• Set exercise 1:
In the dated blog posts, what injury does the writer mention getting while washing clothes?
• Set exercise 2:
Write the next few lines of the dated blog posts, continuing after the last sentence shown.

Wednesday, October 29, 2008

为你而活

Sometimes relationships are just so questionable.
Why does people wants to leave someone whom you have lived with 30 years?
What for marry when the ending is divorce?
Shouldnt you learn your partner before you vow to be with them forever?
Then why regret?
And why try to hold back someone when you dont even treasure them while they are beside you?
Too much question uh?
But some cases are exceptional thou.
Just a little feeling got from my aunt's case.
---------------------------------------------
Can we dont quarrel already, my dear?!
Really tiring.
I love you more than anyone else.
You're the only one im gonna spend my life with.
I dont want anything in between.
The first in my wanted list.
How can you say you're not wanted?
I know you have been hard working, and i still say you're not.
Sorry dear.
But when we quarrel i really feel like saying "KNN BREAK LA".
I didnt cos i know after my anger fades,
you're still my favourite hello and hardest goodbye <3
See i so xing ku wash clothes for you and got a cut on my thumb!
lol. okae la nothing great to cry about.
Being a housewife really not easy can!
Long Life Mommy!


为了你而活
为了你而梦
为了爱
我会撑到最后
当世界都乌有
守著你的人是我
为了你而活
为了你而梦
伤痕再深
心无法划破
跟命运在逆流就算错了也不退后

&- you leave me breathless.

Sunday, October 26, 2008

I know im in the wrong.
I've done what you prefer me to.
Still not enough?
Then whats the end?
I've been trying to mend this broken string,
Which you just leave it aside.
A fragile string is hard to hold,
It seems like it will snap anytime.
And when it snap, it breaks my heart.
It's, however, something i've been trying hard to maintain.
Its hard to know what you really wants,
When you dont even want to say.
And i feel that, if i died when we're quarreling,
You wouldnt even care.
Cos when e quarreling starts, nothing about me matters anymore.





&- do you even know what i want?

Sunday, October 19, 2008

Happy 6th month Anniversary baby!
(:
We've got 2 6th month anniversary lol.
plus together 1 yr liao yay!
ok, childish.
But i know we wun end it like the last time right? (:
Althou its just 6 months but we've been thru alot!
really alot.
we run away together, suffer together, enjoy together, went crazy together.
so many so many!
It's really alot of mixed emotions having you here.
Sad, angry, worried, jealous, lonely, fun.....
but nonetheless(at least now), im really happy!
You're the most precious thing(excluding mommy) in my life now.

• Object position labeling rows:
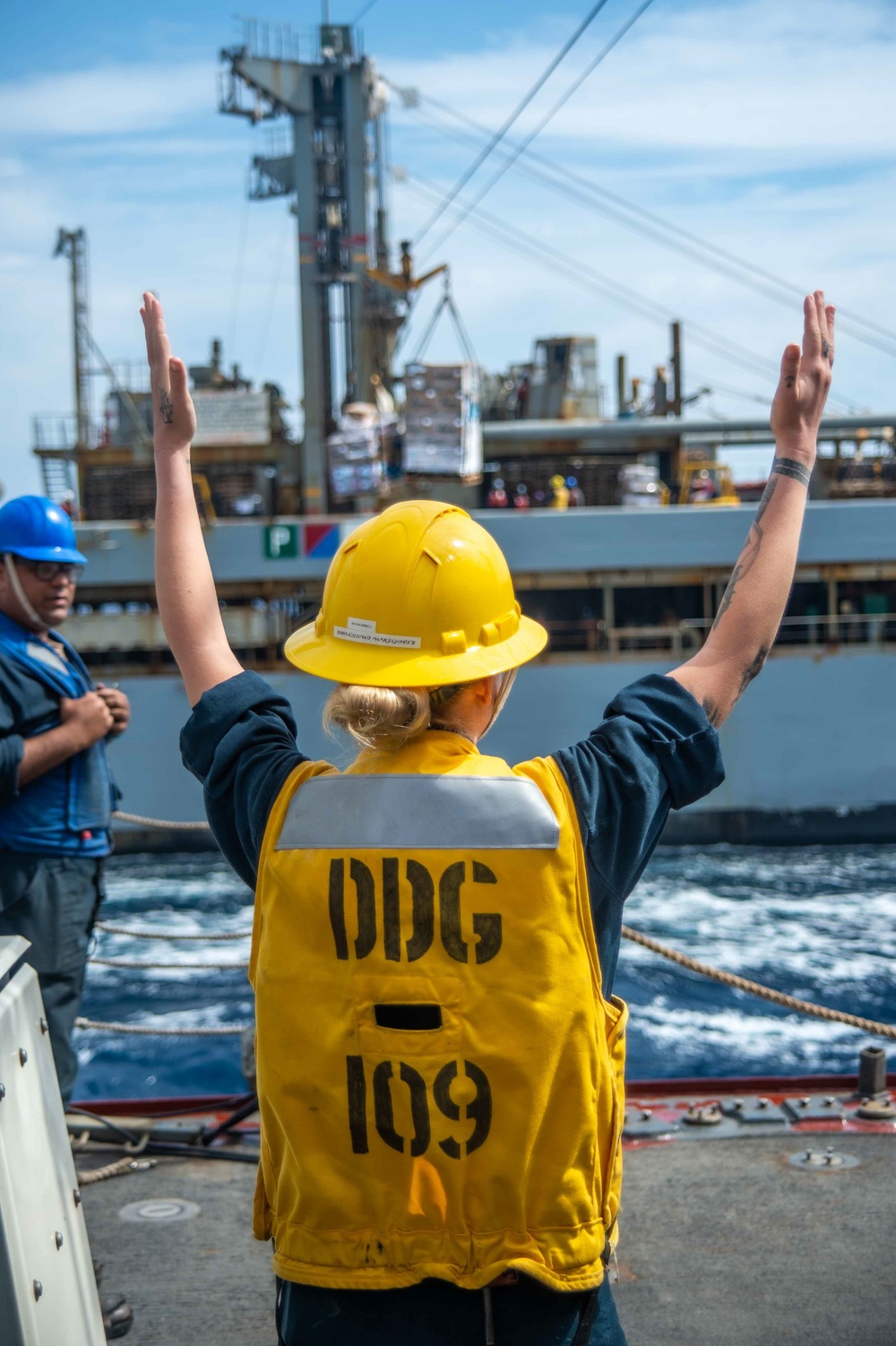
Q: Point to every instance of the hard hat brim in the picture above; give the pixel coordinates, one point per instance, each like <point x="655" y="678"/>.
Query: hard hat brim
<point x="48" y="554"/>
<point x="367" y="665"/>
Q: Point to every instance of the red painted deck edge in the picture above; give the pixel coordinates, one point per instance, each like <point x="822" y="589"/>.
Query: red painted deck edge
<point x="702" y="1088"/>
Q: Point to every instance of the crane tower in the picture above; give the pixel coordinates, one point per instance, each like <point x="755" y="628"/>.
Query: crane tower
<point x="335" y="176"/>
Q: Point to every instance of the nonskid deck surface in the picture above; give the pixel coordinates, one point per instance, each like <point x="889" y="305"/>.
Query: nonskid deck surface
<point x="723" y="1244"/>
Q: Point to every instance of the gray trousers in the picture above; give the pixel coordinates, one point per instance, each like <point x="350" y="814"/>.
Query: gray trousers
<point x="53" y="901"/>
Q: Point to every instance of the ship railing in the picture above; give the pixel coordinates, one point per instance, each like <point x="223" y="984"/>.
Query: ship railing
<point x="246" y="1030"/>
<point x="823" y="630"/>
<point x="259" y="633"/>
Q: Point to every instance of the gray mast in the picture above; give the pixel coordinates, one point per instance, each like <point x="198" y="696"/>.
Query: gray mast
<point x="73" y="244"/>
<point x="349" y="321"/>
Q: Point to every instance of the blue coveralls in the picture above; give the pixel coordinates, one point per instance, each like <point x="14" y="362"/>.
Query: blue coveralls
<point x="54" y="832"/>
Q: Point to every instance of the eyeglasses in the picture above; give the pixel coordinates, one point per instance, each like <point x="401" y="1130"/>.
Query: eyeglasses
<point x="47" y="571"/>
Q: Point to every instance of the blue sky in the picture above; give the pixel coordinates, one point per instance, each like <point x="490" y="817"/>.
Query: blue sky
<point x="761" y="124"/>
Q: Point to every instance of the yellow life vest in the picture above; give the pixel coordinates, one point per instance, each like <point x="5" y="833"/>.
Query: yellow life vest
<point x="440" y="1078"/>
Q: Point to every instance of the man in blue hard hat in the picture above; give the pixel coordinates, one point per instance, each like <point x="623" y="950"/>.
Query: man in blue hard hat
<point x="56" y="791"/>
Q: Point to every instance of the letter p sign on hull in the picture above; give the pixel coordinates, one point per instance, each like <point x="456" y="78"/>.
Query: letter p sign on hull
<point x="281" y="541"/>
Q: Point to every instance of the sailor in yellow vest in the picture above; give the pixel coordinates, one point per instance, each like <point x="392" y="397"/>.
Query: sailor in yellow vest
<point x="440" y="1057"/>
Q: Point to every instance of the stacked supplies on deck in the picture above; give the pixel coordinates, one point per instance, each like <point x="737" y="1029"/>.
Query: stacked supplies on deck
<point x="356" y="450"/>
<point x="443" y="418"/>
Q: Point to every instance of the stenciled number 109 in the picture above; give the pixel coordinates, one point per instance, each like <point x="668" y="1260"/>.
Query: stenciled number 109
<point x="478" y="1108"/>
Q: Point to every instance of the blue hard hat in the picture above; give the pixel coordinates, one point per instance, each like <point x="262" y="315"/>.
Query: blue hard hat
<point x="38" y="530"/>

• Task result 1:
A cut on the thumb.

• Task result 2:
Never let go? I promise (:
and, and, im going to kbox later~
its been so long since i last went!
sooo looking forward.
CYA BUDDIES.
但愿天下有情人终成眷属! (:

Thursday, October 16, 2008

now adays cohabiting in trend?
lol. no idea.
probably love is in e air~
haiyaaa so envy people can double-date traveling!
i oso wish i can have a short getaway~
don need too far la.
genting can liao. hahas.
my mom is quarreling with dad for me again.
i, HO POH YIN MICHELLE, promise, i will never ever send my mom to folk's home!
thats for unfilial freaks yeah. _l_
kinda agitated. lols. cos think of e movie "Money Not Enough 2".
I CRIED LIKE #$%^!&*.
however i imagine if my mom were to be sick like this,
hella. i will die with her.
SO MOTHERLY LOVED lol.
Although she always scream at me for nothing,
always disturb me when im not having a gd mood,
always say imma bitch(haha).
but she's still the one who will give me anything i really wish,
even it causes her life.
oh well, whenever i think how a failure daughter i am,
to have sucha a wonderful mother whom i cant take care of,
makes me weep.
too bad i didnt listen to her, i should have fucking continued my studies.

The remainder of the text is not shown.